● SUPPLIED TEXT
* * *

Michael Milken, the junk bond king who revolutionized fixed income trading in the 1980s before spending two years in jail for securities fraud, is hosting an economic policy conference this week in Beverly Hills. If anyone can bring together two politicians, it’s a generous billionaire—and that’s why immigration reform advocates might want to temper their hopes.
Milken brought together Democratic Senate Majority Leader Harry Reid and Republican House Majority Leader Eric Cantor for a strained conversation, ostensibly in support of Milken’s efforts to raise money for medical research (and, more subtly, their political campaigns).
Milken brought up the new immigration bill on friendly terms, citing the arguments made by Vivek Wadhwa and other proponents of bringing in new Americans, especially highly-skilled ones, and the need to recognize that Hispanics are the fastest growing American ethnic group.
Reid is all for it, promising that a bipartisan bill will pass the Senate by July 4th, give or a take a week. The comprehensive overhaul would bolster border security, give unauthorized workers a path to citizenship, and allow many new temporary workers, high-skilled and low, into the US.

* * *

● RAW DATA

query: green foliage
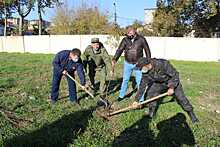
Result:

* * *

● WHAT THIS TASK INVOLVES
Return the stretch of the article on Milken's conference from "Reid is all" through "into the US.", copied word for word. The listing has no connection to the Milken conference article.

● ANSWER SECTION
Reid is all for it, promising that a bipartisan bill will pass the Senate by July 4th, give or a take a week. The comprehensive overhaul would bolster border security, give unauthorized workers a path to citizenship, and allow many new temporary workers, high-skilled and low, into the US.